*** Material shown ***

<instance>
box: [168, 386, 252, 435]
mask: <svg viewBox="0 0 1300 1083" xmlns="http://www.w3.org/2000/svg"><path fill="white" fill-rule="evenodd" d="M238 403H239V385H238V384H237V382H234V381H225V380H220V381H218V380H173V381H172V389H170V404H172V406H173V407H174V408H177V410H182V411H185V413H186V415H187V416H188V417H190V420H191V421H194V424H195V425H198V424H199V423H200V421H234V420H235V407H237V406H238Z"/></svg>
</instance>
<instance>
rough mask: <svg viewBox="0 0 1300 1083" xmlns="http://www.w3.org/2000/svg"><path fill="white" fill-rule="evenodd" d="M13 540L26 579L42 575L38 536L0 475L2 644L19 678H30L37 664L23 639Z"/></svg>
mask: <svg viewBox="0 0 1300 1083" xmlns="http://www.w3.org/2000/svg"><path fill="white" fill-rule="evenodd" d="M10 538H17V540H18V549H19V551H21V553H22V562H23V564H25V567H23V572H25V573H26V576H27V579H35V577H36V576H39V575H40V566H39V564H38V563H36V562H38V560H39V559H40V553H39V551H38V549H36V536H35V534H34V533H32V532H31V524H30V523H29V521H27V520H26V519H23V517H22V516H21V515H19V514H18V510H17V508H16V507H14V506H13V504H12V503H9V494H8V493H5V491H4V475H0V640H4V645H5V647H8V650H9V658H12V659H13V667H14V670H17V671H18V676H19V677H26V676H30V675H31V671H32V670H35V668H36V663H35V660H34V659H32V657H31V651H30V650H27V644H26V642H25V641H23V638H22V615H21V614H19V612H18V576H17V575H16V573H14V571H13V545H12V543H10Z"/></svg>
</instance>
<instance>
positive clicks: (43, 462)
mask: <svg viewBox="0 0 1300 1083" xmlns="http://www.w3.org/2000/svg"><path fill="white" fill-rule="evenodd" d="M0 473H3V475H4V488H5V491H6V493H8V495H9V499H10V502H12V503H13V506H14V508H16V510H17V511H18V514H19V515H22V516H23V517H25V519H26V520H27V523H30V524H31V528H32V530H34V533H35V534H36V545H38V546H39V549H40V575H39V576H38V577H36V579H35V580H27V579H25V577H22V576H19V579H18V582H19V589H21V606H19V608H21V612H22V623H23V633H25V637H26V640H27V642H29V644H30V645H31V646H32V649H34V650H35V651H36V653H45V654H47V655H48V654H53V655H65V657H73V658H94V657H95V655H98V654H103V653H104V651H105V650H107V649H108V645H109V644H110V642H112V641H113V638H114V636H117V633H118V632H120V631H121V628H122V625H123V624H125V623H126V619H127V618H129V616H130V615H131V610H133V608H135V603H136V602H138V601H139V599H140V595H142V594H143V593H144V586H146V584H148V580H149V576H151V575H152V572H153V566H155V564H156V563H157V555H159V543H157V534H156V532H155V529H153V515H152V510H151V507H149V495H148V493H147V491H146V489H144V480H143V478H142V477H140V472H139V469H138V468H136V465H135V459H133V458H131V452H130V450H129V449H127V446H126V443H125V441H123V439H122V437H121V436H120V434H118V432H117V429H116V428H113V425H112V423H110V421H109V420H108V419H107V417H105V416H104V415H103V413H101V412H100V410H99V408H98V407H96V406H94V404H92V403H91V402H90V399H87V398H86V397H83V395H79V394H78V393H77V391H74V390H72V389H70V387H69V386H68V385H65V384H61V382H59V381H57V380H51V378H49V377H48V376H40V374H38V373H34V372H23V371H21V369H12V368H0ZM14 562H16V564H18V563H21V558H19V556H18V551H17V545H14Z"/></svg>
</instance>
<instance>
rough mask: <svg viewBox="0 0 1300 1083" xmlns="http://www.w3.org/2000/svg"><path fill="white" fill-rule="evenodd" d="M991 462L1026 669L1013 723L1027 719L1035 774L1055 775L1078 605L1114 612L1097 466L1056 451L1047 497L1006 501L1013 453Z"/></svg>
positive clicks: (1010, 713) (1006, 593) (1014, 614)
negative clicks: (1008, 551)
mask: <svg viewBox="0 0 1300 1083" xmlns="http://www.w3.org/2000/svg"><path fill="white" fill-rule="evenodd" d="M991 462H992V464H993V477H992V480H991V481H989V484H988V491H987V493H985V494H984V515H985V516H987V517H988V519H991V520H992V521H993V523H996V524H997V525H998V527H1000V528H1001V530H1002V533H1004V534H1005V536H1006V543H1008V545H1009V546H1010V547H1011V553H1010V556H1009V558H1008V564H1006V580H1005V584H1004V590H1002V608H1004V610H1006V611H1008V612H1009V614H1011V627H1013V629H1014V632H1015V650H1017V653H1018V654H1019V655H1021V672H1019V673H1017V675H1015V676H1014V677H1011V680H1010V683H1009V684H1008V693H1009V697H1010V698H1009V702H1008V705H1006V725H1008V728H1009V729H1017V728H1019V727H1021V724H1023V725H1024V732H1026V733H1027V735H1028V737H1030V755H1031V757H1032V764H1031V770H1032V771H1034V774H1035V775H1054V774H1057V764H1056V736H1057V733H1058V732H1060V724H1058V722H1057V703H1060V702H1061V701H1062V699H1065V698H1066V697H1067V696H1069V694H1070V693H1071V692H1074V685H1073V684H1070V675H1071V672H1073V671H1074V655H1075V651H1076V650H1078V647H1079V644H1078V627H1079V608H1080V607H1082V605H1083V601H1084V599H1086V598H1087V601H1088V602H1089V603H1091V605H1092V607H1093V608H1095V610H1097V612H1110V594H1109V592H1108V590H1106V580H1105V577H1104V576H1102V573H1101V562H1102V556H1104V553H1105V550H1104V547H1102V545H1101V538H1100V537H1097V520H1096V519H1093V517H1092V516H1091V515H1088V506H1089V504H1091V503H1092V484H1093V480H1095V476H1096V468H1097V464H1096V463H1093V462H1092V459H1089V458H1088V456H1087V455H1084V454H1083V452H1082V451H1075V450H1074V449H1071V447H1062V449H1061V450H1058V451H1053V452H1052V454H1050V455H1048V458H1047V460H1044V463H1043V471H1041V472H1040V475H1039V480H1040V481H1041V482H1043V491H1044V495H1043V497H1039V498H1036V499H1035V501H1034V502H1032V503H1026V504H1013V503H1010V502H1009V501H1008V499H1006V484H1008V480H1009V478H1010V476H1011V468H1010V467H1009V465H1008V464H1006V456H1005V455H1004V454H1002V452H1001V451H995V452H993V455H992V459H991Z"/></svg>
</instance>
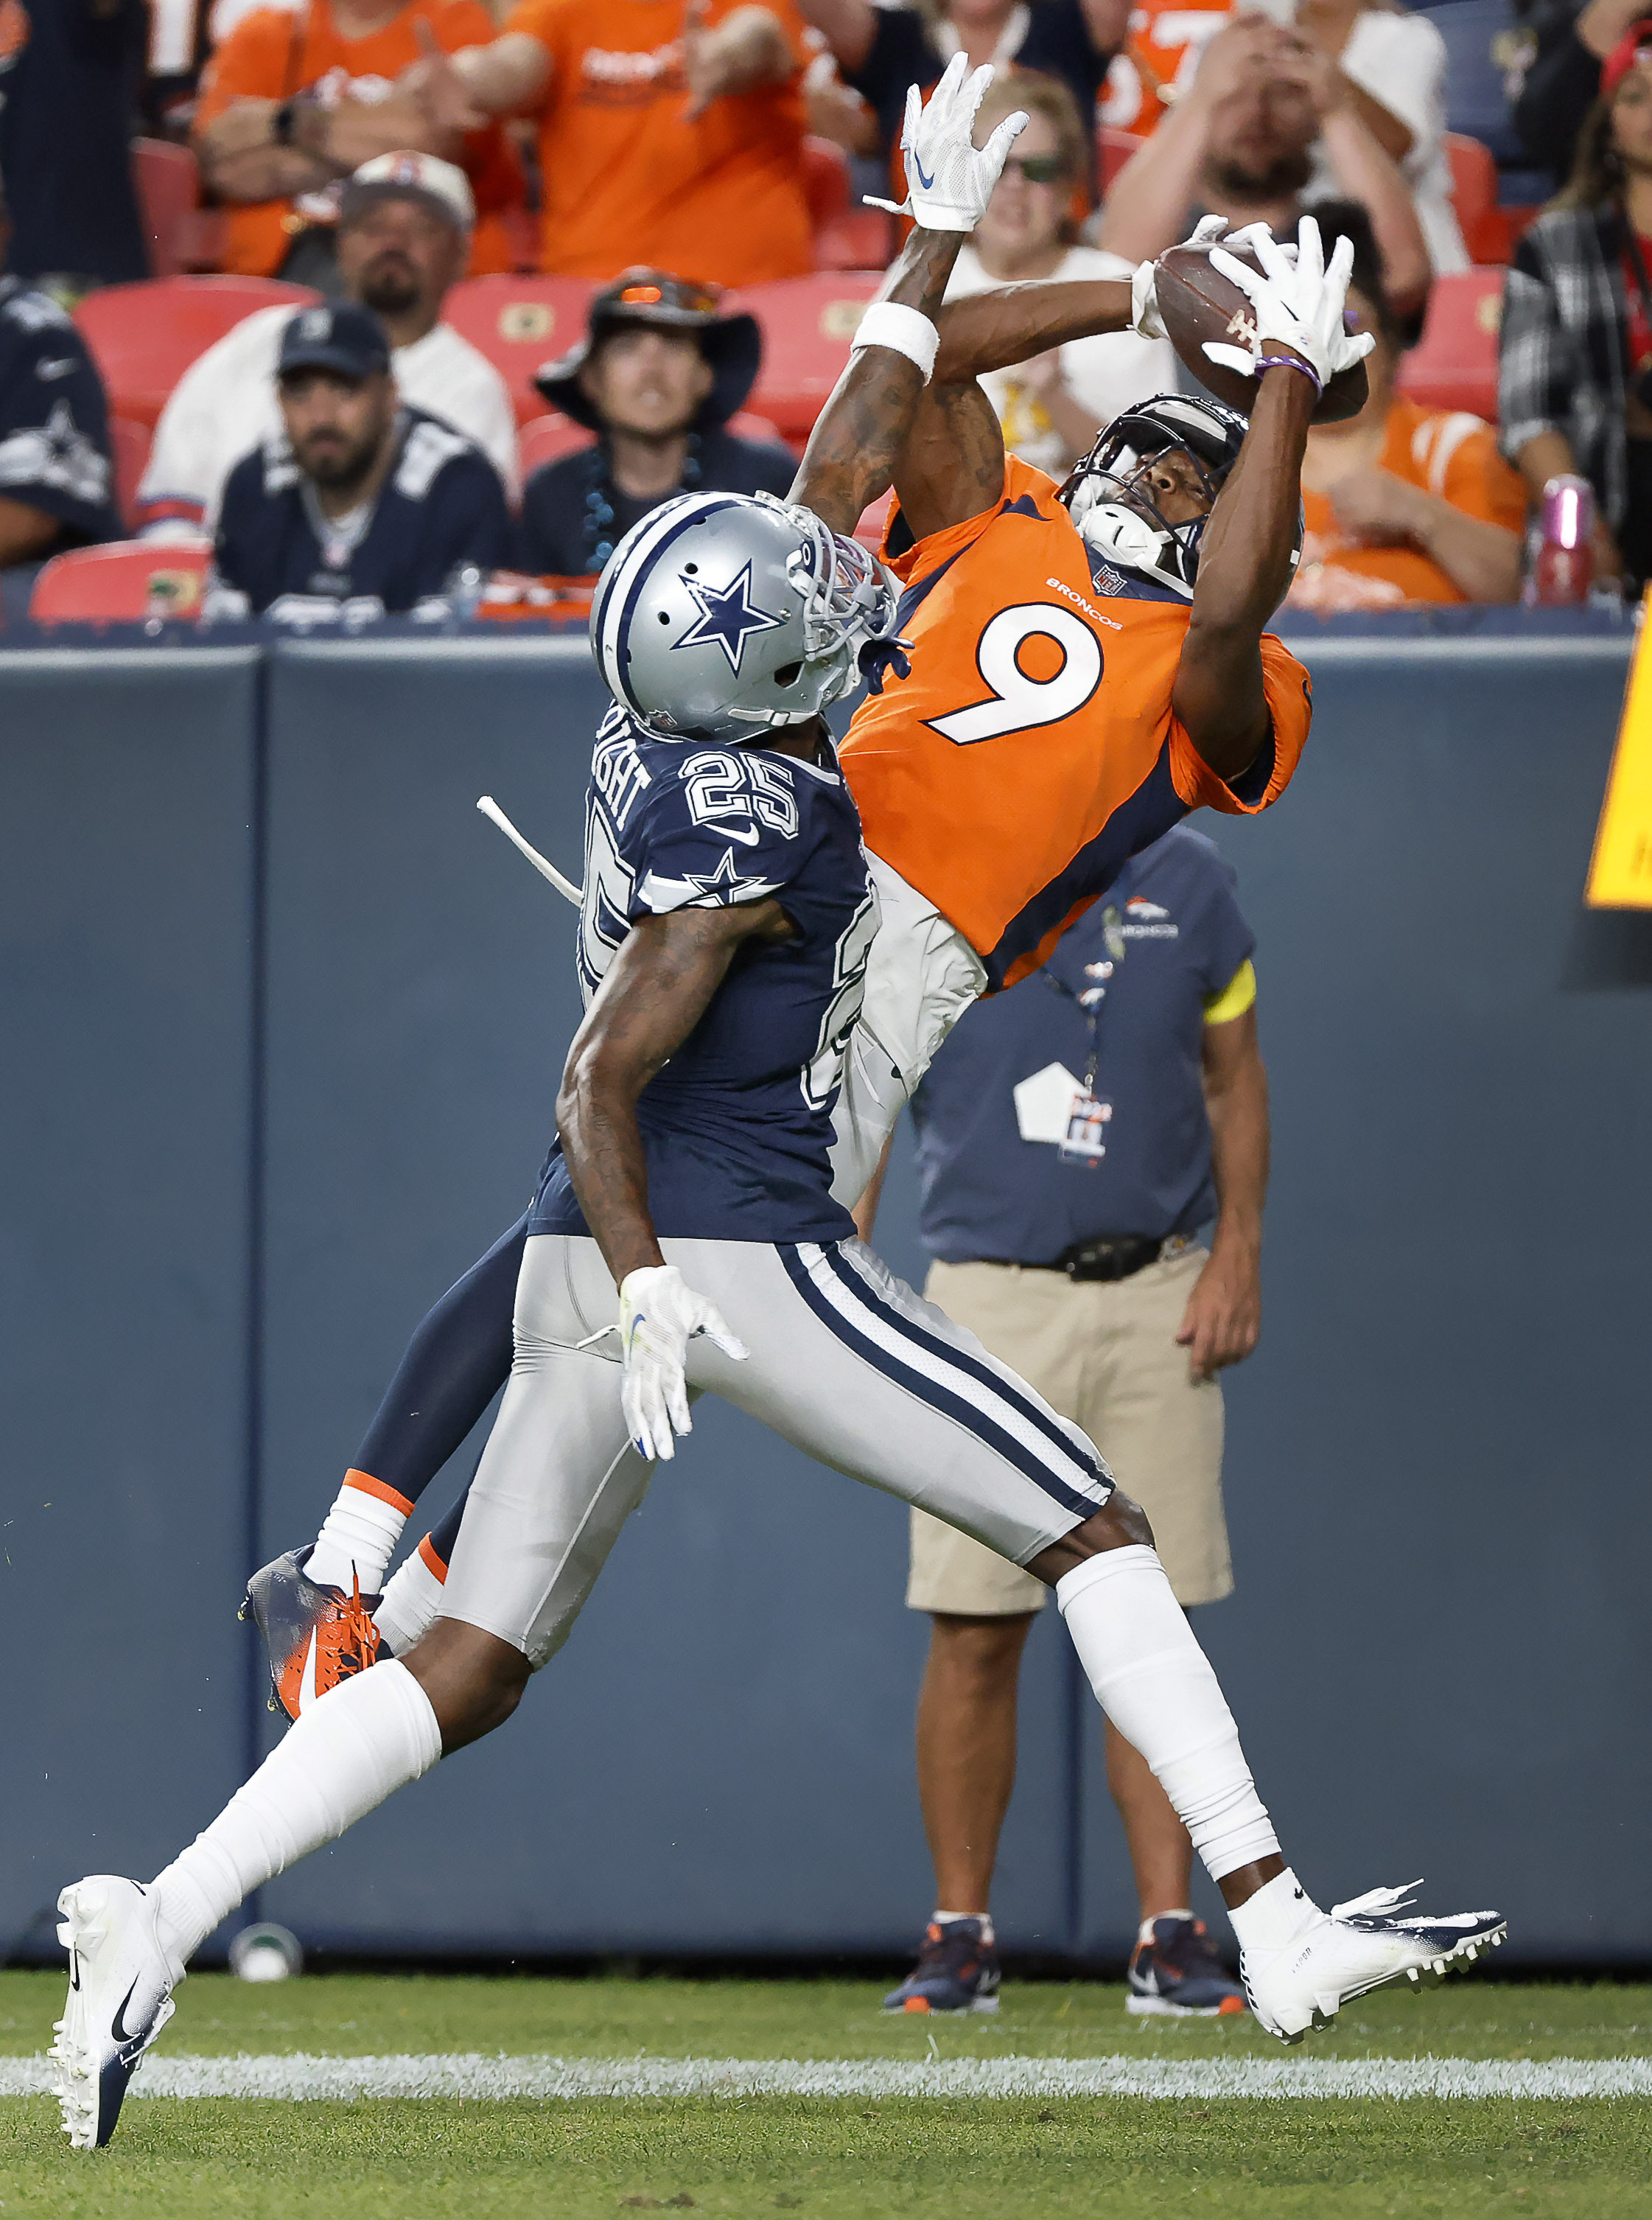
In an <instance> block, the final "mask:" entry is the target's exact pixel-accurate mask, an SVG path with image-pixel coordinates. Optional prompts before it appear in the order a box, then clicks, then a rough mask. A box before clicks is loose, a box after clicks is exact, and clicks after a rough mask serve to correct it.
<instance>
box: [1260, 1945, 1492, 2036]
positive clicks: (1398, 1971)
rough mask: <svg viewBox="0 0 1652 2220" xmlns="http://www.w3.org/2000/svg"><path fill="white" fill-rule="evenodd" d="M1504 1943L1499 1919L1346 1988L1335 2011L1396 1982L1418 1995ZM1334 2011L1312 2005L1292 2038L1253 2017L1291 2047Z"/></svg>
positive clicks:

*** End of Material shown ***

Output each record above word for word, leaving out images.

<instance>
box: [168, 386, 252, 435]
mask: <svg viewBox="0 0 1300 1083" xmlns="http://www.w3.org/2000/svg"><path fill="white" fill-rule="evenodd" d="M238 403H239V385H238V384H237V382H234V381H225V380H220V381H218V380H173V381H172V389H170V404H172V406H173V407H174V408H177V410H182V411H185V413H186V415H187V416H188V417H190V420H191V421H194V424H195V425H198V424H199V423H200V421H234V420H235V407H237V406H238Z"/></svg>
</instance>
<instance>
rough mask: <svg viewBox="0 0 1300 1083" xmlns="http://www.w3.org/2000/svg"><path fill="white" fill-rule="evenodd" d="M13 540L26 579L42 575L38 536L0 475L2 644L19 678H30L37 664L23 639Z"/></svg>
mask: <svg viewBox="0 0 1300 1083" xmlns="http://www.w3.org/2000/svg"><path fill="white" fill-rule="evenodd" d="M10 538H17V540H18V549H19V551H21V553H22V562H23V564H25V567H23V572H25V573H26V576H27V579H35V577H36V576H39V575H40V566H39V564H38V563H36V562H38V560H39V559H40V553H39V551H38V549H36V536H35V534H34V533H32V532H31V524H30V523H29V521H27V520H26V519H23V517H22V516H21V515H19V514H18V510H17V508H16V507H14V506H13V504H12V503H9V494H8V493H5V491H4V475H0V640H4V645H5V647H8V650H9V658H12V659H13V667H14V670H17V671H18V676H19V677H26V676H30V675H31V671H32V670H35V668H36V663H35V660H34V659H32V657H31V651H30V650H27V644H26V642H25V641H23V638H22V615H21V614H19V612H18V576H17V575H16V573H14V571H13V545H12V543H10Z"/></svg>
</instance>
<instance>
positive clicks: (43, 462)
mask: <svg viewBox="0 0 1300 1083" xmlns="http://www.w3.org/2000/svg"><path fill="white" fill-rule="evenodd" d="M0 473H3V475H4V488H5V491H6V493H8V495H9V499H10V502H12V503H13V506H14V508H16V510H17V511H18V514H19V515H22V516H23V517H25V519H26V520H27V523H30V524H31V528H32V530H34V533H35V534H36V545H38V546H39V549H40V575H39V576H38V577H36V579H35V580H27V579H25V577H22V576H19V579H18V582H19V589H21V606H19V608H21V612H22V623H23V633H25V637H26V640H27V642H29V644H30V645H31V646H32V649H34V650H35V651H36V653H45V654H47V655H48V654H53V655H65V657H73V658H94V657H95V655H98V654H103V653H104V651H105V650H107V649H108V645H109V644H110V642H112V641H113V638H114V636H117V633H118V632H120V631H121V628H122V625H123V624H125V623H126V619H127V618H129V616H130V615H131V610H133V608H135V603H136V602H138V601H139V599H140V595H142V594H143V593H144V586H146V584H148V580H149V576H151V575H152V572H153V566H155V564H156V563H157V555H159V543H157V534H156V532H155V529H153V515H152V510H151V507H149V495H148V493H147V491H146V489H144V480H143V478H142V477H140V472H139V469H138V468H136V465H135V459H133V458H131V452H130V450H129V449H127V446H126V443H125V441H123V439H122V437H121V436H120V434H118V432H117V429H116V428H113V425H112V423H110V421H109V420H108V419H107V417H105V416H104V415H103V413H101V412H100V410H99V408H98V407H96V406H94V404H92V403H91V402H90V399H87V398H86V397H83V395H79V394H78V393H77V391H74V390H72V389H70V387H69V386H68V385H65V384H61V382H59V381H57V380H51V378H49V377H48V376H40V374H38V373H34V372H23V371H21V369H12V368H0ZM14 562H16V564H18V563H21V558H19V556H18V551H17V545H14Z"/></svg>
</instance>
<instance>
rough mask: <svg viewBox="0 0 1300 1083" xmlns="http://www.w3.org/2000/svg"><path fill="white" fill-rule="evenodd" d="M991 462L1026 669L1013 723L1027 719L1035 774L1055 775L1078 605L1114 612L1097 466L1056 451L1047 497L1006 501L1013 453Z"/></svg>
positive clicks: (1010, 713) (1006, 593) (1014, 614)
negative clicks: (1008, 551)
mask: <svg viewBox="0 0 1300 1083" xmlns="http://www.w3.org/2000/svg"><path fill="white" fill-rule="evenodd" d="M991 462H992V464H993V477H992V480H991V481H989V484H988V491H987V493H985V494H984V515H985V516H987V517H988V519H991V520H992V521H993V523H996V524H997V525H998V527H1000V528H1001V530H1002V533H1004V534H1005V536H1006V543H1008V545H1009V546H1010V547H1011V553H1010V556H1009V558H1008V564H1006V580H1005V584H1004V590H1002V608H1004V610H1006V611H1008V612H1009V614H1011V627H1013V629H1014V632H1015V650H1017V653H1018V654H1019V655H1021V672H1019V673H1017V675H1015V676H1014V677H1011V680H1010V683H1009V684H1008V693H1009V697H1010V698H1009V702H1008V705H1006V725H1008V728H1009V729H1017V728H1019V727H1021V724H1023V725H1024V732H1026V733H1027V735H1028V737H1030V755H1031V757H1032V764H1031V770H1032V771H1034V774H1035V775H1054V774H1057V764H1056V736H1057V733H1058V732H1060V724H1058V722H1057V703H1060V702H1061V701H1062V699H1065V698H1066V697H1067V696H1069V694H1070V693H1071V692H1074V685H1073V684H1070V675H1071V672H1073V671H1074V655H1075V651H1076V650H1078V647H1079V644H1078V627H1079V608H1080V607H1082V605H1083V601H1084V599H1086V598H1087V601H1088V602H1089V603H1091V605H1092V607H1093V608H1095V610H1097V612H1110V594H1109V592H1108V590H1106V580H1105V577H1104V576H1102V573H1101V562H1102V556H1104V553H1105V550H1104V547H1102V545H1101V538H1100V537H1097V520H1096V519H1093V517H1092V516H1091V515H1088V506H1089V504H1091V503H1092V484H1093V480H1095V476H1096V468H1097V464H1096V463H1093V462H1092V459H1089V458H1088V456H1087V455H1084V454H1083V452H1082V451H1075V450H1074V449H1071V447H1062V449H1061V450H1058V451H1053V452H1052V454H1050V455H1048V458H1047V460H1044V463H1043V471H1041V472H1040V475H1039V480H1040V481H1041V482H1043V491H1044V495H1043V497H1039V498H1036V499H1035V501H1034V502H1032V503H1026V504H1013V503H1010V502H1009V501H1008V499H1006V484H1008V480H1009V478H1010V476H1011V468H1010V467H1009V465H1008V464H1006V456H1005V455H1004V454H1002V452H1001V451H995V452H993V455H992V459H991Z"/></svg>
</instance>
In an <instance> block, the final "mask:" entry is the target's exact pixel-accurate mask, an SVG path with image-pixel coordinates. Optional prompts before it appear in the order a box, then clicks, then a rough mask. A box before clicks is loose, a box after clicks is exact, and clicks after a rough mask serve to correct it.
<instance>
box: [1260, 1945, 1492, 2036]
positive clicks: (1398, 1971)
rough mask: <svg viewBox="0 0 1652 2220" xmlns="http://www.w3.org/2000/svg"><path fill="white" fill-rule="evenodd" d="M1504 1943L1499 1919L1346 1988L1335 2011L1396 1982L1418 1995ZM1334 2011L1312 2005L1292 2038L1253 2017L1291 2047Z"/></svg>
positive clicks:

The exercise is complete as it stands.